• TASK PROMPT:
Collect each line of the entries that holds the string "below".

• EXERCISE MATERIALS:
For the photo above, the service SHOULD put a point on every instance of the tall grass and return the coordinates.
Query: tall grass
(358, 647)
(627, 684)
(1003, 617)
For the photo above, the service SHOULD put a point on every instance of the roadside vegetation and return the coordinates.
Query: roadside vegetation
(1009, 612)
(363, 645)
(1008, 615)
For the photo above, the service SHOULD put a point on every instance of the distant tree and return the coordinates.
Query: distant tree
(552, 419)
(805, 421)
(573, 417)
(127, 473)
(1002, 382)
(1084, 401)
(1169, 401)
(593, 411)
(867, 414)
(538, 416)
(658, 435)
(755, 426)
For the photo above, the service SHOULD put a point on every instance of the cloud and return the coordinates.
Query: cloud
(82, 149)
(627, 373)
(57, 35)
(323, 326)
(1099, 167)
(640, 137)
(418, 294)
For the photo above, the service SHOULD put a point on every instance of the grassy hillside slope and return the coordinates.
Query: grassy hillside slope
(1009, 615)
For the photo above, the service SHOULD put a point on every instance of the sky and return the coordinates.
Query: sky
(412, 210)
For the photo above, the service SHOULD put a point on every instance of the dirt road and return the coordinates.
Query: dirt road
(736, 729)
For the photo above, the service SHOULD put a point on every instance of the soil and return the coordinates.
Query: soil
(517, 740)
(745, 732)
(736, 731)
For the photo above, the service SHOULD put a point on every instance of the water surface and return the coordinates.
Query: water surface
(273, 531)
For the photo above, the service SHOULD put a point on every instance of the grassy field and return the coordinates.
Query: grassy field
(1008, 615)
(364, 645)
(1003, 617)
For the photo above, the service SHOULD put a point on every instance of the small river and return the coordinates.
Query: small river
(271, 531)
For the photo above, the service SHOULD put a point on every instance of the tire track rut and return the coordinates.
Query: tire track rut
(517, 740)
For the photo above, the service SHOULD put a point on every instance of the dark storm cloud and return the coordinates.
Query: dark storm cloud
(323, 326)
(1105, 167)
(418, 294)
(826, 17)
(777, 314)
* * *
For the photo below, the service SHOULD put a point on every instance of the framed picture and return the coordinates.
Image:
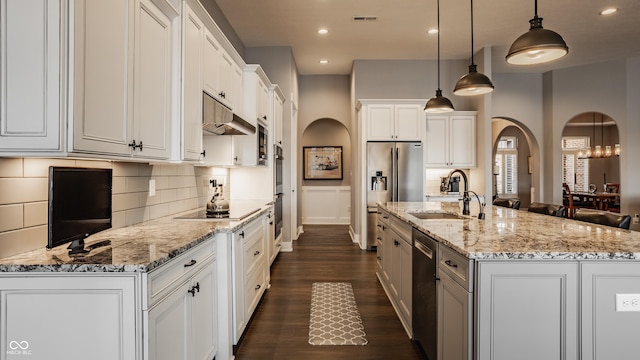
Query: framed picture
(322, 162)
--
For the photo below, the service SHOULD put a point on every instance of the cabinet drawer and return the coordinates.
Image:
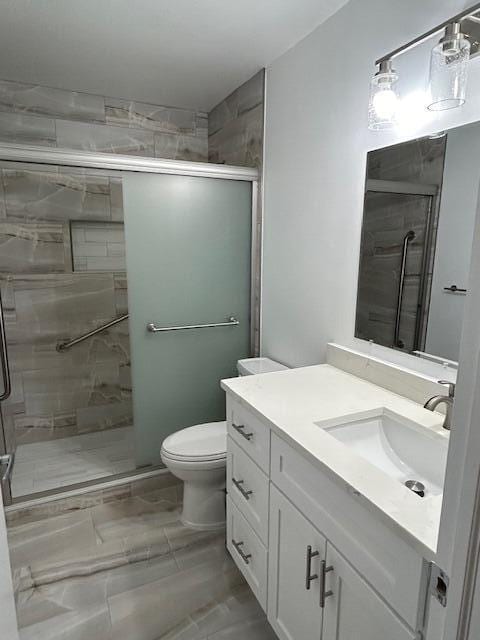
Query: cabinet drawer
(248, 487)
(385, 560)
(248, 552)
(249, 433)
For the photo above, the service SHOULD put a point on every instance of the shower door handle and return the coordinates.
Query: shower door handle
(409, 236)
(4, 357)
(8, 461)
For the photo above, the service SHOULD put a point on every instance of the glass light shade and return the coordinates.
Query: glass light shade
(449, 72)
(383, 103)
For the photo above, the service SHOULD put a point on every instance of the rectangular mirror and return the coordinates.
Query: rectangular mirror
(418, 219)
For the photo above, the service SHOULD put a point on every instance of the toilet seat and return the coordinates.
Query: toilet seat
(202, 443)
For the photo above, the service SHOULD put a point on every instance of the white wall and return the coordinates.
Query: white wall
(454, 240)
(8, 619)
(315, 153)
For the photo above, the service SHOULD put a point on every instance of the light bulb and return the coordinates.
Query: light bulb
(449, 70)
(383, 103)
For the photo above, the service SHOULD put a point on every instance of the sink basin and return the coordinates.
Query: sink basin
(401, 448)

• WRITTEN RESPONSE:
For the photo below, the service SHOULD put a point on every instance of the framed picture and return the coordinates.
For the photo below, the service SHOULD put a point on every instance of the cabinet drawer and return the coordinates.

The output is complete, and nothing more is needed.